- **SOURCE PASSAGE**:

=======

Two additional parameters are typically computed from the four-element Stokes vector. The first parameter is the degree of polarization (DoP), which estimates how much of the light is polarized. The DoP is computed from (4a) and is measured on a scale from 0 to 1, with 0 being completely unpolarized and 1 being completely polarized. The DoP can be further expressed in two components, the degree of linear polarization (DoLP) and the degree of circular polarization (DoCP). The DoLP (4b) measures how linearly polarized the light is, with 0 being no linear polarization and 1 being completely linearly polarized.

Similarly, the DoCP (4c) measures how circularly polarized the light is, with 0 being no circular polarization and 1 being completely circularly polarized

$$\mathrm{DoP}=\frac{\sqrt{S_1^2+S_2^2+S_3^2}}{S_0}$$ (4a)

$$\mathrm{DoLP}=\frac{\sqrt{S_1^2+S_2^2}}{S_0}$$ (4b)

$$\mathrm{DoCP}=\frac{S_3}{S_0}.$$ (4c)

The second metric is the angle of polarization (AoP), which gives the orientation of the polarization wavefront. This is the angle of the plane that the light wave describes as it propagates in space and time and is computed as

$$\mathrm{AoP}=\frac{1}{2}{\tan }^{-1}\left(\frac{S_2}{S_1}\right).$$ (5)

B. Polarization of Light Through Reflection and Refraction

Because polarization is a fundamental property of light, many organisms have evolved the capability to detect it in the natural world. To understand how this capability is useful, it helps to understand how light becomes polarized. In nature, light becomes polarized usually through reflectance or refractance of light off of an object, or through scattering as it encounters particles as it propagates through space. The DoP of the emerging light wave, after interacting with a surface, is based on the relative index of refraction between the reflecting material and medium of propagation, as well as the angle of reflection. The Mueller matrix for light reflection from a surface is

$${\mathbf{M}}_{\mathbf{reflect}}=\frac{1}{2}\left(\frac{\tan {\theta }_{-}}{\sin {\theta }_{+}}\right)\left(\begin{array}{cc}\hfill {\cos }^2{\theta }_{-}+{\cos }^2{\theta }_{+}\hfill & \hfill {\cos }^2{\theta }_{-}-{\cos }^2{\theta }_{+}\hfill \\ \hfill {\cos }^2{\theta }_{-}-{\cos }^2{\theta }_{+}\hfill & \hfill {\cos }^2{\theta }_{-}+{\cos }^2{\theta }_{+}\hfill \\ \hfill 0\hfill & \hfill 0\hfill \\ \hfill 0\hfill & \hfill 0\hfill \\ \hfill 0\hfill & \hfill 0\hfill \\ \hfill 0\hfill & \hfill 0\hfill \\ \hfill -2\cos {\theta }_{+}\cos {\theta }_{-}\hfill & \hfill 0\hfill \\ \hfill 0\hfill & \hfill -2\cos {\theta }_{+}\cos {\theta }_{-}\hfill \end{array}\right)$$ (6)

=======

- **WHAT IS EXPECTED**: Continue the polarization passage beyond its final equation. The data that follow are separate from the polarization passage.

- **INFORMATION PROVIDED**:
=======

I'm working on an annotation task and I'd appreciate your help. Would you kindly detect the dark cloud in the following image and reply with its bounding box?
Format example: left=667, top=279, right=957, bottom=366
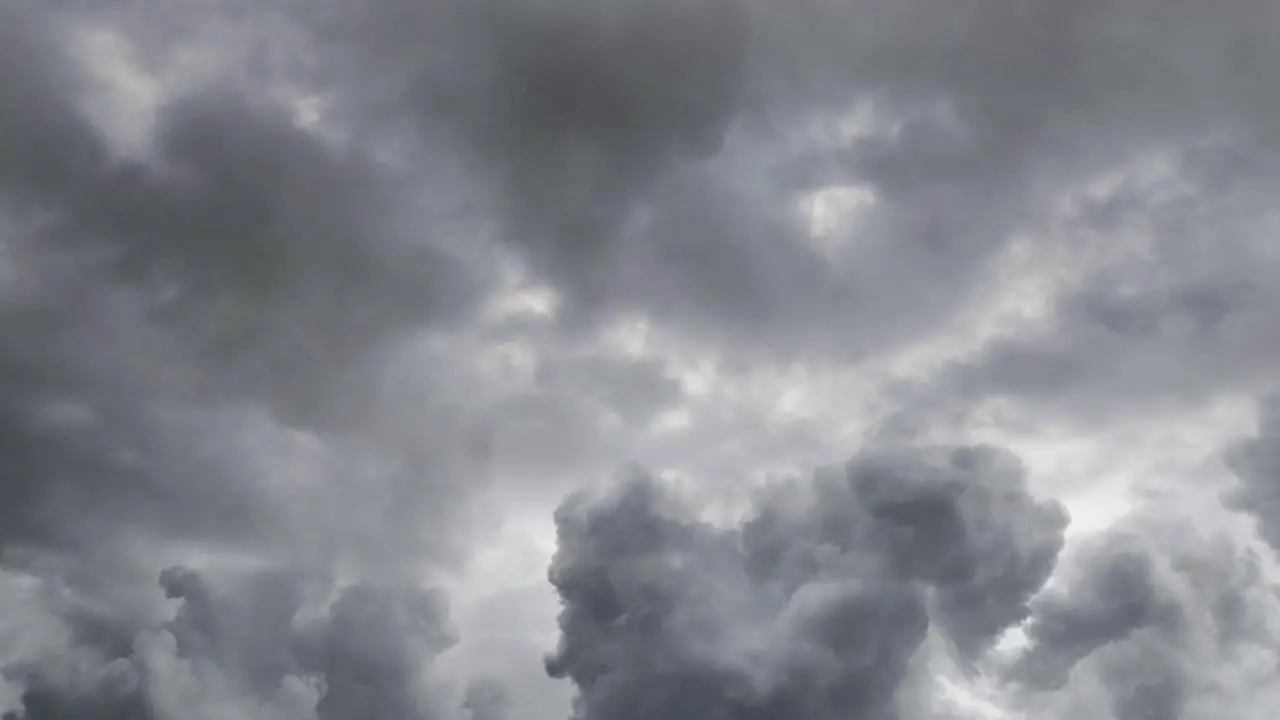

=======

- **EXERCISE ANSWER**:
where θ₋ is the incident angle θ_i subtracted from the refracted angle θ_r, and θ₊ is the addition of θ_i and θ_r. The following equation presents the Mueller matrix of the light refracted through the surface:

$${\mathbf{M}}_{\mathbf{refract}}=\left(\frac{\sin 2{\theta }_i\sin 2{\theta }_r}{2{\left(\sin {\theta }_{+}\cos {\theta }_{-}\right)}^2}\right)\times \left(\begin{array}{cccc}\hfill {\cos }^2{\theta }_{-}+1\hfill & \hfill {\cos }^2{\theta }_{-}-1\hfill & \hfill 0\hfill & \hfill 0\hfill \\ \hfill {\cos }^2{\theta }_{-}-1\hfill & \hfill {\cos }^2{\theta }_{-}+1\hfill & \hfill 0\hfill & \hfill 0\hfill \\ \hfill 0\hfill & \hfill 0\hfill & \hfill 2\cos {\theta }_{-}\hfill & \hfill 0\hfill \\ \hfill 0\hfill & \hfill 0\hfill & \hfill 0\hfill & \hfill 2\cos {\theta }_{-}\hfill \end{array}\right).$$ (7)

The incident and refracted angles are related by Snell's law, which relates the index of medium 1 (n₁) and the incident angle (θ_i) to the index of medium 2 (n₂) and the refracted angle (θ_r)

$$n_1\sin {\theta }_i=n_2\sin {\theta }_r.$$ (8)

The Stokes vector for light reflected from a surface can be computed by multiplying the incident Stokes vector with the Mueller matrix of reflection from the surface (6). Assuming an incident unpolarized light (i.e., S_in = [1 0 0 0]^T), computing the reflected light S_out = S. M_reflect, for all possible incident angles (0° to 90°), results in a graph like Fig. 1, which is an example using air (n₁ = 1) and glass (n₂ = 1:5) as the two indices of refraction. In Fig. 1, the black line represents reflection and the gray line represents refraction of light. As can be seen in Fig. 1, the DoLP for glass has a maximum value of 1 for an incident angle of 56.7° . This angle is known as the Brewster angle, and it is often used to determine the index of refraction of a material in instruments such as ellipsometers.

Fig. 1.

Degree of linearly polarized light for both reflected and refracted light as a function of incident angle. In this example, air (n₁ = 1) and glass (n₂ = 1:5) are the two indices of refraction. The maximum degree of linear polarization occurs at the Brewster angle, information that can be used to identify the index of refraction of a material.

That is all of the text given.